Extrait fourni →
Enfant noir, famille blanche : histoires d'adoptions
Novembre 2019
Aux Etats-Unis, des dizaines de milliers d’enfants sont adoptés chaque année. Ces adoptions sont, la plupart du temps, nationales - les enfants sont américains - mais 25% des enfants viennent de pays étrangers, d’Asie et du continent africain en majorité. L’arrivée d’un enfant dans une famille est toujours un moment particulier. Celle d’un enfant adopté et d’une origine ethnique différente peut ajouter des difficultés supplémentaires.
Novembre est le mois national de sensibilisation à l’adoption aux Etats-Unis. A cette occasion, VOA Afrique se penche sur l’expérience des enfants noirs adoptés. Le nombre d’enfants de couleur qui ont besoin d’être adoptés aux USA est beaucoup plus important que celui d’enfants blancs. Ces enfants noirs sont souvent adoptés par des familles blanches.
Quels sont les défis rencontrés par ces parents et ces enfants lors de la constitution d'une famille transraciale ? Que ressentent ces enfants adoptés quand ils grandissent dans des communautés où la diversité raciale est faible ?
Claire Morin-Gibourg, journaliste pour la division Afrique de la Voix de l’Amérique explore ces questions dans une série de reportages.
Chapitre 1: Les défis ‘Trouver quelqu’un qui me ressemble et qui pourra me comprendre’
ALBUQUERQUE, Nouveau-Mexique — Pendant plus de 20 ans, Megan Walsh a conseillé et aidé des familles dans leurs démarches d’adoption. Elle a constaté que les difficultés augmentent lorsque les parents et leur enfant sont de différentes origines ethniques.

Données extraites →
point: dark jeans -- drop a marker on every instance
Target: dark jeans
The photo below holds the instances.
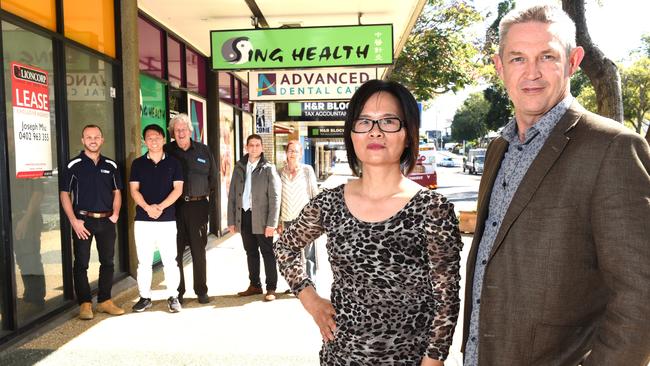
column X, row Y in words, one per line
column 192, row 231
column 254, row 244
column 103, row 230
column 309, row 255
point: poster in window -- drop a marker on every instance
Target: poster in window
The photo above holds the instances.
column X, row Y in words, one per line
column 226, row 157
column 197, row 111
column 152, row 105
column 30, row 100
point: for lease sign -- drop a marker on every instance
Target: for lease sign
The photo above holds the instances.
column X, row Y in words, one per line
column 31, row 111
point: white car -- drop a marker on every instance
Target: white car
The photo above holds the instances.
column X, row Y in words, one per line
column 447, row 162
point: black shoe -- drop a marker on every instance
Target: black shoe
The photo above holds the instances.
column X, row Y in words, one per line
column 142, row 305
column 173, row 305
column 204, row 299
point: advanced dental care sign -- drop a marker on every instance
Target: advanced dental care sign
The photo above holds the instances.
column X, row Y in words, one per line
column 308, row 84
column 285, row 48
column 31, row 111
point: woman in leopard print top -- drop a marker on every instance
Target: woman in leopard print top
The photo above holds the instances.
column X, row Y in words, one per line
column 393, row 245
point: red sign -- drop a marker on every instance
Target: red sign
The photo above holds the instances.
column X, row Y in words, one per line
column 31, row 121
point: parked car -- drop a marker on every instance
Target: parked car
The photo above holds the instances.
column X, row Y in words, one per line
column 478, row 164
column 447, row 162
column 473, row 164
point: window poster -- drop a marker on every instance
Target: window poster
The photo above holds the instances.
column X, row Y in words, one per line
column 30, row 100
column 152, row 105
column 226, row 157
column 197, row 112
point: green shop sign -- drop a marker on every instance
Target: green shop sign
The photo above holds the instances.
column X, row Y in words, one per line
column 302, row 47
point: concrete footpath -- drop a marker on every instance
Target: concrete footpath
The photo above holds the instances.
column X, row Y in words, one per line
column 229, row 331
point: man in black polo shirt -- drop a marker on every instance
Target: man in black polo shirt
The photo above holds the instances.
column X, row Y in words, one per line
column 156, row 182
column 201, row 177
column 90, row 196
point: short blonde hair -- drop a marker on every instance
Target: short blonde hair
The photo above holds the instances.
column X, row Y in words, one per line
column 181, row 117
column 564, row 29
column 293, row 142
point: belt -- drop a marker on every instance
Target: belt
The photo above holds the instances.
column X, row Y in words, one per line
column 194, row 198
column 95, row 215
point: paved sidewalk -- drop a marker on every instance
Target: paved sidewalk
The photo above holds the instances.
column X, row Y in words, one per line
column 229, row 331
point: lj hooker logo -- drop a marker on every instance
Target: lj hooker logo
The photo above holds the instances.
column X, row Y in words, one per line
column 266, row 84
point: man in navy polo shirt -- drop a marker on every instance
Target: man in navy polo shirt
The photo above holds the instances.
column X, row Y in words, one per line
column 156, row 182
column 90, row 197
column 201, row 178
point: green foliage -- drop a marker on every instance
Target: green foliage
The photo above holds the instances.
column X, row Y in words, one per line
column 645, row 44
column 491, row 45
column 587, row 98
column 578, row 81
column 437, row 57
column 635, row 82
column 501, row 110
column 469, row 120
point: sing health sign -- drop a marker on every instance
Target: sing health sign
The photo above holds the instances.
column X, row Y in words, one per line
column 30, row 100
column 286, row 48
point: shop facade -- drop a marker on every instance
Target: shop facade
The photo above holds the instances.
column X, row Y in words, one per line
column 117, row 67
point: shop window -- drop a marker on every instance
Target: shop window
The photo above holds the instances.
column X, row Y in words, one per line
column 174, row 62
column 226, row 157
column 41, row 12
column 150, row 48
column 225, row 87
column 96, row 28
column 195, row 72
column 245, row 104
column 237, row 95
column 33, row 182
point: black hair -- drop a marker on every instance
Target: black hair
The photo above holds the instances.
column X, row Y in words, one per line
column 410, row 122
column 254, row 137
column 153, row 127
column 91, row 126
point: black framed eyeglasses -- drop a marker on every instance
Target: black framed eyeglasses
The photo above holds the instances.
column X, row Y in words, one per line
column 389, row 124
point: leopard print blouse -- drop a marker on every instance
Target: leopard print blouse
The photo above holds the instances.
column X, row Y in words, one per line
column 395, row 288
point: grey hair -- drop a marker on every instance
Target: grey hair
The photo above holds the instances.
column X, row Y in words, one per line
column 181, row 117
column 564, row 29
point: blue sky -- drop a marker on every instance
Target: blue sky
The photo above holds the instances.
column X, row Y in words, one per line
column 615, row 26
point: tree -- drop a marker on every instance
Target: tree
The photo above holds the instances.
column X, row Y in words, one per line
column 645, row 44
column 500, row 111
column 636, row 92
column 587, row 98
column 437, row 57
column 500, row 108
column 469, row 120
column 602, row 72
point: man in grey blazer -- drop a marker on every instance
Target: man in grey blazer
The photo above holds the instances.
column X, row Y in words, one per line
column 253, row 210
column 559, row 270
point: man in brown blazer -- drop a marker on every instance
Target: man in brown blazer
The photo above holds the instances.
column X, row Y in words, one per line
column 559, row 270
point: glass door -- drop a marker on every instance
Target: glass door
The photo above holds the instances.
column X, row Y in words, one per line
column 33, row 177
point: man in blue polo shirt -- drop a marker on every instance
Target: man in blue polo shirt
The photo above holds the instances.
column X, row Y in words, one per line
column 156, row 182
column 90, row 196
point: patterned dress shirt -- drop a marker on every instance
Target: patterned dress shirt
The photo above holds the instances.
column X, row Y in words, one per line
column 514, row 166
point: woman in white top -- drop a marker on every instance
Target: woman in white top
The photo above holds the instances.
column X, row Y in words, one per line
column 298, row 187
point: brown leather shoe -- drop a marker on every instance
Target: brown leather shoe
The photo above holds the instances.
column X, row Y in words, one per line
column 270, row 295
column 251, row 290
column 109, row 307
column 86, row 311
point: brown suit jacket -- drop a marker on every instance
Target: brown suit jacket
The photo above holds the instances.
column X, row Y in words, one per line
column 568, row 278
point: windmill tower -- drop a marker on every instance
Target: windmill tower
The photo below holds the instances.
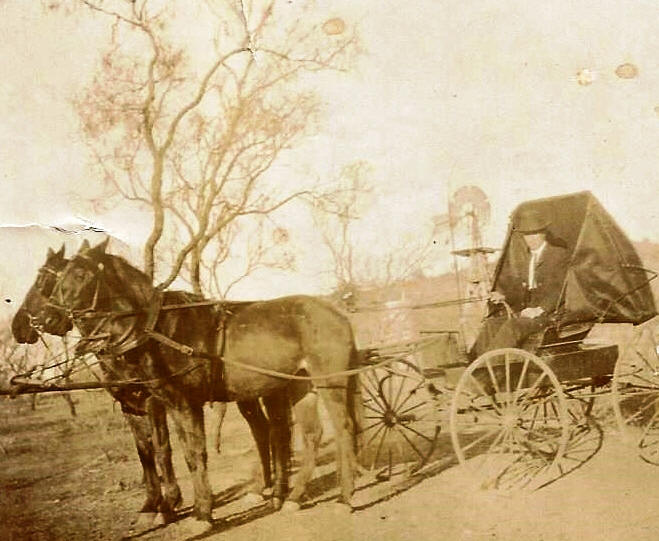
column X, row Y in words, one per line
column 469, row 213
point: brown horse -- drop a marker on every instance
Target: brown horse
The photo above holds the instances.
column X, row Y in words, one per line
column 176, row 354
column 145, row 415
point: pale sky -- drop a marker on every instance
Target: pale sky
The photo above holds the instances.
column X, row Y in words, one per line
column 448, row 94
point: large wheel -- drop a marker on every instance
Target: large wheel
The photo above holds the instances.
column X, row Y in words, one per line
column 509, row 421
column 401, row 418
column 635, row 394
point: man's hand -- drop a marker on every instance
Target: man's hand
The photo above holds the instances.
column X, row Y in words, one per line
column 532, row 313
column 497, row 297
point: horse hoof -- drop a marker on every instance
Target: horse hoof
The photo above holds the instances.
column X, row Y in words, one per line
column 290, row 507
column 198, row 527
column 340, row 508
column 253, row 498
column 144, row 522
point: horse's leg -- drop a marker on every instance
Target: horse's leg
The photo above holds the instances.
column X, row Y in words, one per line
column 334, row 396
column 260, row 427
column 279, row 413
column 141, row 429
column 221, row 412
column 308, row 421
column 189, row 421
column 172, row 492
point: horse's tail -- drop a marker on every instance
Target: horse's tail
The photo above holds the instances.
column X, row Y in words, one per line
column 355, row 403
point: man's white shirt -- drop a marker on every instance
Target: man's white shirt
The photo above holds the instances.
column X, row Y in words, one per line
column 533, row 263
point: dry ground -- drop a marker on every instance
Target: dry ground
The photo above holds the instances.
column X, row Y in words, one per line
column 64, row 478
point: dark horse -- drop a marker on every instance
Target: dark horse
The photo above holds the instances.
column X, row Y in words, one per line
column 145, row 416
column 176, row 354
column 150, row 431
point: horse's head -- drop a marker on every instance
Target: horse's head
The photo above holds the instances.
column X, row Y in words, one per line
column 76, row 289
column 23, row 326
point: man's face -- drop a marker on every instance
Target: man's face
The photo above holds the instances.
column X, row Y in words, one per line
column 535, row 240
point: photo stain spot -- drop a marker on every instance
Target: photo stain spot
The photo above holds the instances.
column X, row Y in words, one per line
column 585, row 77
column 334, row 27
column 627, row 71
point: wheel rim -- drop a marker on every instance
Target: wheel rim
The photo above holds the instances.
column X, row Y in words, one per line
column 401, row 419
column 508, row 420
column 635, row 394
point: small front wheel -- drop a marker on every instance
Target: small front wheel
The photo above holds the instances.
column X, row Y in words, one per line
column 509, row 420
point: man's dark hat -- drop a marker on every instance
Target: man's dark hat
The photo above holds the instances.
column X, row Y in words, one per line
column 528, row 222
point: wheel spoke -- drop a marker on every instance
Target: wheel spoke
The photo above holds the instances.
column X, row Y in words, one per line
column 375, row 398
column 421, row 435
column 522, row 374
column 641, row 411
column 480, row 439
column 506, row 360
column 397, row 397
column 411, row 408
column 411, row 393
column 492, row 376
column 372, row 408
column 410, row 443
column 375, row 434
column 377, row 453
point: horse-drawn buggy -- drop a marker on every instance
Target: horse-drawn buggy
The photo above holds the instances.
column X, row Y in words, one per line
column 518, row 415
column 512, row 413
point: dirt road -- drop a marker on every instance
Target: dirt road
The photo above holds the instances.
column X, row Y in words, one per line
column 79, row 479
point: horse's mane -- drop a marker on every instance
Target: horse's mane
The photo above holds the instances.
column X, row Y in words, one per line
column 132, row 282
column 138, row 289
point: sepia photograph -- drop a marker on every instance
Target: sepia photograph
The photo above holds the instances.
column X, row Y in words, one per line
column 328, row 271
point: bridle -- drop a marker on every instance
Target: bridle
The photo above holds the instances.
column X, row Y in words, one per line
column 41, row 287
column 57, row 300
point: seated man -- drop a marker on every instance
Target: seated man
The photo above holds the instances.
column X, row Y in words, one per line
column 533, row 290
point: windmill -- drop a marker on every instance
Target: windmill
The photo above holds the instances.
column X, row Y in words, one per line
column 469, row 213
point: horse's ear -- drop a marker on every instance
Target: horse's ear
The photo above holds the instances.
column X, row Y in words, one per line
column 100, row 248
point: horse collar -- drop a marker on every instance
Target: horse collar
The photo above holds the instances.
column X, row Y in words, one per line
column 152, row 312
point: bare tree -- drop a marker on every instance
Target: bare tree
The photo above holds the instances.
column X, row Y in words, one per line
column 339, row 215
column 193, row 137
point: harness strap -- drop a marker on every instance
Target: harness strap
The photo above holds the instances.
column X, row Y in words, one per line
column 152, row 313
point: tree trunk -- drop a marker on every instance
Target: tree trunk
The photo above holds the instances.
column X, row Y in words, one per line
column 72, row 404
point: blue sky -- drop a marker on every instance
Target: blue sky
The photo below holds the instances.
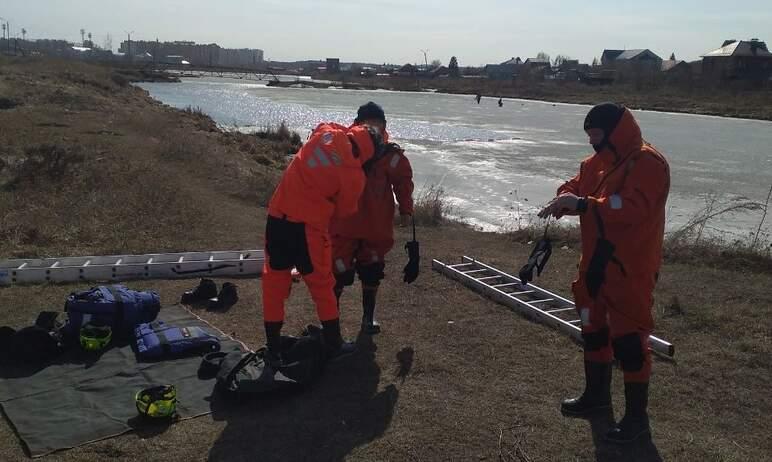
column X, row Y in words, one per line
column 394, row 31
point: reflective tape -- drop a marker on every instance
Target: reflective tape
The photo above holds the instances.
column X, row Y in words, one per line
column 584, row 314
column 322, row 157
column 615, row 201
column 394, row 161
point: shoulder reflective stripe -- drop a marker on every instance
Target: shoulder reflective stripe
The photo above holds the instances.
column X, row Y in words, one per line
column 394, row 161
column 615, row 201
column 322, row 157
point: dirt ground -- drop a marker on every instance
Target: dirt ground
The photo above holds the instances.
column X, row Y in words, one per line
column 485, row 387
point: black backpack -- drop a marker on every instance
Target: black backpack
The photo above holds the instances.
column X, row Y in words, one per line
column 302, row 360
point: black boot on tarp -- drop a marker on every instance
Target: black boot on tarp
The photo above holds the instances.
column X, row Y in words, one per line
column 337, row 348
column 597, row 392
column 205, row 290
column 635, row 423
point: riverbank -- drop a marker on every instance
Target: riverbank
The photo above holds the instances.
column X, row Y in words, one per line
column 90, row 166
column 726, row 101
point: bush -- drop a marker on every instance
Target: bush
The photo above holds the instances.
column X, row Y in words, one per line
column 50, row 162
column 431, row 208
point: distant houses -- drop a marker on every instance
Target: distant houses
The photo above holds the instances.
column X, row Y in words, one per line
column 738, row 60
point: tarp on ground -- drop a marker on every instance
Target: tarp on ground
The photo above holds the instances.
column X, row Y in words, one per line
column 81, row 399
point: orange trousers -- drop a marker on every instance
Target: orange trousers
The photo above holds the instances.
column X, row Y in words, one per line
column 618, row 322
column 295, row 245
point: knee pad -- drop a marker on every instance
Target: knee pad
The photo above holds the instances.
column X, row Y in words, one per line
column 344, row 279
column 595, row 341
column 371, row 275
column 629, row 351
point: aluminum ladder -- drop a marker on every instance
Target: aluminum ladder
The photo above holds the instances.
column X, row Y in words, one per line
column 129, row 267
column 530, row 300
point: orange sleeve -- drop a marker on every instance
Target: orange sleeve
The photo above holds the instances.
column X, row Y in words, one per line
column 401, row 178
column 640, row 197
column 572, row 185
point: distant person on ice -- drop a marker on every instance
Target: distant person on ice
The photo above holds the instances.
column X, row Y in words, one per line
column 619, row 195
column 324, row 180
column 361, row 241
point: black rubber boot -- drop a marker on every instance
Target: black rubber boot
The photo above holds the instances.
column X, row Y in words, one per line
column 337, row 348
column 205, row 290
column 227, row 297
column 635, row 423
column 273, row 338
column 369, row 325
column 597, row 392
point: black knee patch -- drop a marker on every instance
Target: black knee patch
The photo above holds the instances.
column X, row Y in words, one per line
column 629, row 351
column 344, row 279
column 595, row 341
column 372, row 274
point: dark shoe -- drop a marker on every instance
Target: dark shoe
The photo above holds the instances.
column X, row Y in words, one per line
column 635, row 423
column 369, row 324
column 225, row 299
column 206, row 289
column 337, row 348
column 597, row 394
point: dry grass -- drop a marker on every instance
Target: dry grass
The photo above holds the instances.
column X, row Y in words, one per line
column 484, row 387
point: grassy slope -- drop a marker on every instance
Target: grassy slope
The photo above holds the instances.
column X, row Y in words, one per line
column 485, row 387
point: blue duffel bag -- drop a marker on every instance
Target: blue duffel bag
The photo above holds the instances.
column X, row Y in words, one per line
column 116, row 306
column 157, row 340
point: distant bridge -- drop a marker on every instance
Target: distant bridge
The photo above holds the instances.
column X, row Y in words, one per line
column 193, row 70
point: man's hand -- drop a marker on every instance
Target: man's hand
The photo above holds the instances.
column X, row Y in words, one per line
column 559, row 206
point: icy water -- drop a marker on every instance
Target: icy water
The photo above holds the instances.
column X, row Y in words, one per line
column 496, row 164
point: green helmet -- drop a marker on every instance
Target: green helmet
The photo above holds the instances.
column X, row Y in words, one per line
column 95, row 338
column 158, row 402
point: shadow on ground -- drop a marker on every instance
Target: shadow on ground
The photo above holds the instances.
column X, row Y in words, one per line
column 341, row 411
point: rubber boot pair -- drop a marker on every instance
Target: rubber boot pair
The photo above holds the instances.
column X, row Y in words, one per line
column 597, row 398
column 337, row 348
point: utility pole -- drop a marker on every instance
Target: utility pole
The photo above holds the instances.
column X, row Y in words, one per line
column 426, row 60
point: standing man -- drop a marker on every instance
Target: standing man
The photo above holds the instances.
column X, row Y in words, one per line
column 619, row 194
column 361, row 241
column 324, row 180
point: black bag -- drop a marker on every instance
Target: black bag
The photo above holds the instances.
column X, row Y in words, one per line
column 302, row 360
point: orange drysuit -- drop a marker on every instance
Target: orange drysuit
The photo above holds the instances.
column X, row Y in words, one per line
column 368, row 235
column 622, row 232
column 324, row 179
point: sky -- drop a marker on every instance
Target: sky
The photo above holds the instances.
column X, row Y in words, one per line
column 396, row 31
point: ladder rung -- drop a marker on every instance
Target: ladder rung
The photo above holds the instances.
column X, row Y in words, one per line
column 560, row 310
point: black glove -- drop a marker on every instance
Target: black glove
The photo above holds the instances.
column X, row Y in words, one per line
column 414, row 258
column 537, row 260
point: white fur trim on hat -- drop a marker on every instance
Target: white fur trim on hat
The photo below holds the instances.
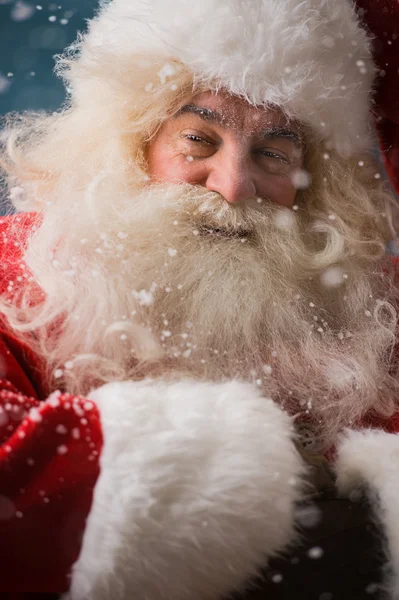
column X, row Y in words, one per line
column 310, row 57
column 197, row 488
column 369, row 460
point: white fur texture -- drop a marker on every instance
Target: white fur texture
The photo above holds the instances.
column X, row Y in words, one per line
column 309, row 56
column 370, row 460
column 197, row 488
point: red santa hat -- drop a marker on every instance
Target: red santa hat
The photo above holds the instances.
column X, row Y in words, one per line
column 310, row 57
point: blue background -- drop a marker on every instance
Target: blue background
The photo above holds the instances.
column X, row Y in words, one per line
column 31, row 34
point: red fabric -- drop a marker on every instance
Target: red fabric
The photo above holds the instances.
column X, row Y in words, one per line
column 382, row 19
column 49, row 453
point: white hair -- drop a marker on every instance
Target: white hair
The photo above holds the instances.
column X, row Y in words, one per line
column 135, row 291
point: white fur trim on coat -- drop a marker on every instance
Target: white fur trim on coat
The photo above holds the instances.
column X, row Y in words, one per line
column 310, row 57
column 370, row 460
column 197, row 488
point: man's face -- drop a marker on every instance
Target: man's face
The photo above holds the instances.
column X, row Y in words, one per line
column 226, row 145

Avec ces informations →
#1 Recopiez mot pour mot, dans l'article sur les adoptions transraciales, le passage qui va de « Quels sont les » jusqu'à « série de reportages. ».
#2 Quelle suite pourrait-on donner à l'article sur les adoptions transraciales ? Rédigez-la en partant de la dernière phrase présentée.

Réponses dans l'ordre →
#1
Quels sont les défis rencontrés par ces parents et ces enfants lors de la constitution d'une famille transraciale ? Que ressentent ces enfants adoptés quand ils grandissent dans des communautés où la diversité raciale est faible ?
Claire Morin-Gibourg, journaliste pour la division Afrique de la Voix de l’Amérique explore ces questions dans une série de reportages.

#2
« À 10 ans, il commence juste à remarquer que les gens nous regardent dans la rue, que nous ne ressemblons pas à une famille classique, qu’il n’y a pas beaucoup d’enfants noirs dans notre quartier. »
– Erika Tode, évoquant son fils Jayden
«Beaucoup de familles adoptives éprouvent des difficultés lorsqu'elles adoptent des enfants d’une autre couleur, peut-être parce qu’elles n’arrivent pas à sortir de leur zone de confort», affirme-t-elle. Les parents doivent reconnaître qu'ils demandent à leur enfant d'être la plupart du temps “en minorité” dans leur propre famille, mais aussi dans leur environnement proche, souligne cette spécialiste des adoptions.
Pendant plus de 20 ans, Megan Walsh a été la directrice de La Familia-Namaste*. Cette agence d'adoption située à Albuquerque, la capitale de l’Etat américain du Nouveau Mexique, place environ 80 enfants par an dans de nouvelles familles. Un tiers de ses placements sont transraciaux.
À Albuquerque, Megan a aidé la famille Hill-Schroeder, dont la fille aînée, Lizelle, 16 ans, née en Afrique du Sud, se sent parfois très différente.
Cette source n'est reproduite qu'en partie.